| Problem 1 |
Please reproduce the post on worldbuilding for stories word for word, in full.
==== Given text ====
Some may remember the name of the world from an RPG setting I’ve been working on last year, and which I used for a campaign this summer. With my interest in gamemastering significantly going back, I am now shifting towards trying my hand at writing stories. My current love in fiction is Sword & Sorcery, which conveniently focuses on a format of stories of shorter lengths and serial adventures instead of a single epic story arc, which personally suits me just fine. It seems much more practical for writing as a hobby instead of a profession. The more I looked into the craft of writing, the more it became apparent to me that worldbuilding for stories (be it book or movie) is very different from worldbuilding for a campaign. You can run campaigns in settings originally made for a book or movie, but that’s usually the most interesting for settings that have a lot of stories written for them. You probably wouldn’t run a campaign in the setting of Princess Mononoke, but Star Wars has everything a GM might ever want. In practice, a story setting, even an extremely detailed one, requires much less information on many things than a campaign setting. Even what Tolkien did was overkill, but writing The Lord of the Rings was really just the last thing he did with the world he had originally created just for the fun of creating a world. And in the end, 90% of all that material never gets even mentioned in the novel.
What I am planing to do here is to assemble a big toolbox of elements that I can use in stories and make references to, and also as a background that provides its own story hooks. I often find it a lot easier to come up with a story that involves the Sorcerer Kings of Dark Sun or the Priests of Set from Conans world, something that has to do with the Sith of Star Wars, or a plot dealing with the Daedra of The Elder Scrolls, than to come up with a story in a vacuum. I also find that it makes the stories feel more real. The plot does not just happen for a single reason and everything that is encountered or described in the story is in some way directly connected to the plot.
==== Extracted records ====
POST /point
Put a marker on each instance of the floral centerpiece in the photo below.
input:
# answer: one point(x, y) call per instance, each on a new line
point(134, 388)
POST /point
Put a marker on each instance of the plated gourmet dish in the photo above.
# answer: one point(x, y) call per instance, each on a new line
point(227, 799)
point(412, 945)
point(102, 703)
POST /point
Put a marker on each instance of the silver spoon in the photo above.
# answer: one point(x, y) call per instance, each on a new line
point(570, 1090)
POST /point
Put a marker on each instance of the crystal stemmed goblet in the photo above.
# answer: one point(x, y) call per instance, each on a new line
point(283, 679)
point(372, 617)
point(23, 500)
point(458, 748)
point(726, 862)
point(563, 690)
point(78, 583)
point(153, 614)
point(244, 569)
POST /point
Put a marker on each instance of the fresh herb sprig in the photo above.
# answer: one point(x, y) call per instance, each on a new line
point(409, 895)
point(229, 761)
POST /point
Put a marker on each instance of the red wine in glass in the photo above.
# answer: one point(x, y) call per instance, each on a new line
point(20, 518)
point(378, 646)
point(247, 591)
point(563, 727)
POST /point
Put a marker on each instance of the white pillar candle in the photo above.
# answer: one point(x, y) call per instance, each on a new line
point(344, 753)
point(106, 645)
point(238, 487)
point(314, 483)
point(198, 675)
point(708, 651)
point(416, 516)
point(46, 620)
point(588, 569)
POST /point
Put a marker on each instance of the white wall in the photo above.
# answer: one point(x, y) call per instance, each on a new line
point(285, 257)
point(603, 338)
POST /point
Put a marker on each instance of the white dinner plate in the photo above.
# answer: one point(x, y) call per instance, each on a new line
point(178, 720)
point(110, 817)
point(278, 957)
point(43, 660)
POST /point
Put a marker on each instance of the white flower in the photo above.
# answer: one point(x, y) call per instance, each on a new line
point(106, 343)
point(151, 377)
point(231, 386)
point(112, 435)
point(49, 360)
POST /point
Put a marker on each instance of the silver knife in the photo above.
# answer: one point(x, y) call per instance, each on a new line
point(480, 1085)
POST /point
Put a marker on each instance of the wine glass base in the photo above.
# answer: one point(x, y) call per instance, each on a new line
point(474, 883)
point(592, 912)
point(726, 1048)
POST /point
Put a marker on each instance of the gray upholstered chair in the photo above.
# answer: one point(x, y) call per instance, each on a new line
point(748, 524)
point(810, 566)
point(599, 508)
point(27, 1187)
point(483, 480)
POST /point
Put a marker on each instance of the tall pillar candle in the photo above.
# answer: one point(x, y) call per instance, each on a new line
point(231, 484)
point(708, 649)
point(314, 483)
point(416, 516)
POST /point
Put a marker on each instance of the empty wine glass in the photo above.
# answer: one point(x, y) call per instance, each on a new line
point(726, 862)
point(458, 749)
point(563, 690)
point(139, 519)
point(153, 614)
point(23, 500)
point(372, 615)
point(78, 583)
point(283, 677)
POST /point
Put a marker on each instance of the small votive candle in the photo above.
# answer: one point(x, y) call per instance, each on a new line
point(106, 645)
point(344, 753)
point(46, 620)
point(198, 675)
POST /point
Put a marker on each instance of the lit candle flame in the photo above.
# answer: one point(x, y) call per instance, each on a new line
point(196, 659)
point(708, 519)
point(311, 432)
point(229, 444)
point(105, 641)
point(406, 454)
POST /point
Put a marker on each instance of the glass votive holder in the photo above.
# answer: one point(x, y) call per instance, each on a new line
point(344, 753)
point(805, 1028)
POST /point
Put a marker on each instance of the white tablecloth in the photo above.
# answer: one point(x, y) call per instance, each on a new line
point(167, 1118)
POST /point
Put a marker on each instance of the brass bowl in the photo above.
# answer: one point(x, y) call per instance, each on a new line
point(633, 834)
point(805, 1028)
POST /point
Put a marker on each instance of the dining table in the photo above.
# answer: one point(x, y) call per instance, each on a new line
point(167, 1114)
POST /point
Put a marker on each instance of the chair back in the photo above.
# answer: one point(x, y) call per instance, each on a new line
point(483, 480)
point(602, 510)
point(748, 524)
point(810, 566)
====
| Problem 2 |
Write out the records from their first line up to and including the line with "point(570, 1090)", swapping "marker" for "pin" and leaving everything else unchanged.

| Exercise response 1 |
Some may remember the name of the world from an RPG setting I’ve been working on last year, and which I used for a campaign this summer. With my interest in gamemastering significantly going back, I am now shifting towards trying my hand at writing stories. My current love in fiction is Sword & Sorcery, which conveniently focuses on a format of stories of shorter lengths and serial adventures instead of a single epic story arc, which personally suits me just fine. It seems much more practical for writing as a hobby instead of a profession. The more I looked into the craft of writing, the more it became apparent to me that worldbuilding for stories (be it book or movie) is very different from worldbuilding for a campaign. You can run campaigns in settings originally made for a book or movie, but that’s usually the most interesting for settings that have a lot of stories written for them. You probably wouldn’t run a campaign in the setting of Princess Mononoke, but Star Wars has everything a GM might ever want. In practice, a story setting, even an extremely detailed one, requires much less information on many things than a campaign setting. Even what Tolkien did was overkill, but writing The Lord of the Rings was really just the last thing he did with the world he had originally created just for the fun of creating a world. And in the end, 90% of all that material never gets even mentioned in the novel.
What I am planing to do here is to assemble a big toolbox of elements that I can use in stories and make references to, and also as a background that provides its own story hooks. I often find it a lot easier to come up with a story that involves the Sorcerer Kings of Dark Sun or the Priests of Set from Conans world, something that has to do with the Sith of Star Wars, or a plot dealing with the Daedra of The Elder Scrolls, than to come up with a story in a vacuum. I also find that it makes the stories feel more real. The plot does not just happen for a single reason and everything that is encountered or described in the story is in some way directly connected to the plot.

| Exercise response 2 |
POST /point
Put a pin on each instance of the floral centerpiece in the photo below.
input:
# answer: one point(x, y) call per instance, each on a new line
point(134, 388)
POST /point
Put a pin on each instance of the plated gourmet dish in the photo above.
# answer: one point(x, y) call per instance, each on a new line
point(227, 799)
point(412, 945)
point(102, 703)
POST /point
Put a pin on each instance of the silver spoon in the photo above.
# answer: one point(x, y) call per instance, each on a new line
point(570, 1090)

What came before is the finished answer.